== COMPLETE THE FOLLOWING ==
[a] According to the passage about parents of college students, what position does Houston Dougharty hold?
[b] Carry the passage about parents of college students forward from its last sentence.

== PASSAGE ==
***

One administrator’s comment, reported in The Times, particularly rubbed me the wrong way. “These are the baby-on-board parents, highly invested in their students’ success. They do a lot of living vicariously, and this is one manifestation of that,” suggested Houston Dougharty, vice president of student affairs at Grinnell College.

While some parents do live vicariously through their children, most are not lingering out of some desire to relive their own college experience. “Invested” might not be the precise word Dougharty wanted; “involved” would be more accurate.

The schools mentioned by The Times are mainly selective or highly selective four-year colleges, many of which have a sticker price as high as $50,000 per year. These incoming students are not putting themselves through college.

In fact, sending a child to this sort of school is a multi-generation commitment that begins almost at birth. I vividly remember watching two mothers, standing outside our daughter’s preschool classroom, discussing how lacrosse and field hockey would help their girls stand out from the crowd of Ivy League college applicants.

Not that sports alone (other than big-time football or basketball) will get anyone into a highly competitive university. In large part because these schools themselves compete for higher rankings in various publications’ “top schools” lists, they want applicants who have developed a diagnostic test for a deadly disease, or who have written a sonata that has been performed by a major metropolitan symphony. At the very least, they expect students to have provided potable water to an impoverished African village.

These are 18-year-olds.

Such students exist only through an intense team effort that is usually quarterbacked by their parents. Colleges seem to expect parents to sign a form, hand over a large check, and then evaporate. That is not going to happen. If, say, a bureaucratic problem should arise, not many parents want to leave a teenager in charge of battling a tenured and imperious administrator.

You don’t hear much about a “generation gap” anymore. Today’s kids talk to their parents. Sure, they have their private Facebook lives (private from us, anyway), but these students, the lucky ones attending the best schools in the country, have a support network that they have relied on to make it to this point. They don’t have to face the world alone.

***

Dataset entries:
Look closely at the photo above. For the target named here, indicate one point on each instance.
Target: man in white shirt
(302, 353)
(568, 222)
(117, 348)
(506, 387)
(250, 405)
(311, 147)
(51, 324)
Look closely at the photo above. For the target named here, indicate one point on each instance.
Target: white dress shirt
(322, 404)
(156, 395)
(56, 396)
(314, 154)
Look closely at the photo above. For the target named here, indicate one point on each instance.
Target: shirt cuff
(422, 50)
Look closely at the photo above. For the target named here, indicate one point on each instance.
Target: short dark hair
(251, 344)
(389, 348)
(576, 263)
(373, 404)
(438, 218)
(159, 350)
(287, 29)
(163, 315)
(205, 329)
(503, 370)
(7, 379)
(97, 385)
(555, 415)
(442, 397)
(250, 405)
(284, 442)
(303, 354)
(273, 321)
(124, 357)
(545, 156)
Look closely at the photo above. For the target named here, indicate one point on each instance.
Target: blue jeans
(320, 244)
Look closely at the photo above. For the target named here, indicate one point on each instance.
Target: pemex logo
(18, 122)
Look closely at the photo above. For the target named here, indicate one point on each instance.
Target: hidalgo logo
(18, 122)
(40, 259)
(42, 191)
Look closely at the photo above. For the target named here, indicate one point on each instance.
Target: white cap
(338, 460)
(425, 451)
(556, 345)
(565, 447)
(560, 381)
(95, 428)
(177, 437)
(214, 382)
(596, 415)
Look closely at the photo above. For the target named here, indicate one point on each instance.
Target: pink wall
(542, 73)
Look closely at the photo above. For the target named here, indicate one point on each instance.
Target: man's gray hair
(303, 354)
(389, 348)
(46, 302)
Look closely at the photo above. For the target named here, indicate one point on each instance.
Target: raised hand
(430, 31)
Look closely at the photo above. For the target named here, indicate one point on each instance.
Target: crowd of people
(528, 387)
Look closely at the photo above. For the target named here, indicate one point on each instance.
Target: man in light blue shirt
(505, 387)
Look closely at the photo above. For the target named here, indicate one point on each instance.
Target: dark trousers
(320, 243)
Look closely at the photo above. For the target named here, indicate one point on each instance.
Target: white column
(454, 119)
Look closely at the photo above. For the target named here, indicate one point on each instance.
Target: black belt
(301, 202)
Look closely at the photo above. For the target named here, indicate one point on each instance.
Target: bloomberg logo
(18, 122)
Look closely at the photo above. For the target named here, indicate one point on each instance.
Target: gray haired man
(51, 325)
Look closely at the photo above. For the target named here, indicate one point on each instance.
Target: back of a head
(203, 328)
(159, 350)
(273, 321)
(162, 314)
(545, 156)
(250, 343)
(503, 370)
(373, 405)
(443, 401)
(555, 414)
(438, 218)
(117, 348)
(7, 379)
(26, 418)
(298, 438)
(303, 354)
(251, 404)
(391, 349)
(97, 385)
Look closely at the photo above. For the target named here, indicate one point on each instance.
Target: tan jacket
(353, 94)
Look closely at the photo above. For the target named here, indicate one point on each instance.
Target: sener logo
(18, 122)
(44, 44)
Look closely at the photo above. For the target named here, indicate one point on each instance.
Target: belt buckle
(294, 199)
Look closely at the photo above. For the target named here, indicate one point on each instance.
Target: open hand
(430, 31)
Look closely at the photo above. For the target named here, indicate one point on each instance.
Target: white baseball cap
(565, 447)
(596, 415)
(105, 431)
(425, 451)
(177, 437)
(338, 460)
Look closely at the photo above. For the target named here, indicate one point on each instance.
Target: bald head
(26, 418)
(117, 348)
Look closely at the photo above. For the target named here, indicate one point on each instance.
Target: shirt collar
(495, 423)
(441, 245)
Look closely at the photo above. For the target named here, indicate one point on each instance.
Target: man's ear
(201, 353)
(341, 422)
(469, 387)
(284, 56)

***

== TASK ANSWERS ==
[a] He is vice president of student affairs at Grinnell College.

[b]
They even know that, should they need it, they can rely on this same support after college. Between the recession and the cultural shift toward spending more of the 20s experimenting with jobs and relationships, more of them are doing just that.

There are other students, of course, who are not as fortunate. These students must make their way through school and through life entirely on their own abilities, without the parental wingmen at their side. They are the ones who must make certain they have everything they need on that first morning of college, because they don’t have parents who will do it for them.

Most of them will be fine, just like most of the more fortunate kids. But they have a tougher road ahead, and they deserve respect and empathy.

College is certainly, in part, about independence. But it will never again be as it was in my era, when my parents were 2,500 miles away and I only had one expensive 10-minute phone call with them per week. That was enough for me to get by, but life would have been easier if the world were as small then as it is today.

Today’s parents and their children can decide, together, how often they should communicate. Some students might still be happy with a weekly phone call, though evening and weekend cell phone plans mean they probably get more than 10 minutes. Some students may instant message their parents every night. But the choice of how much contact is appropriate belongs to families, not college administrators.

The colleges can relax. All those parents will go home eventually. They will be fine and so will their kids. Colleges need to understand, as parents are coming to understand, that adulthood is an evolution rather than an event. When we ask this much of students, we need not ask them to do it alone.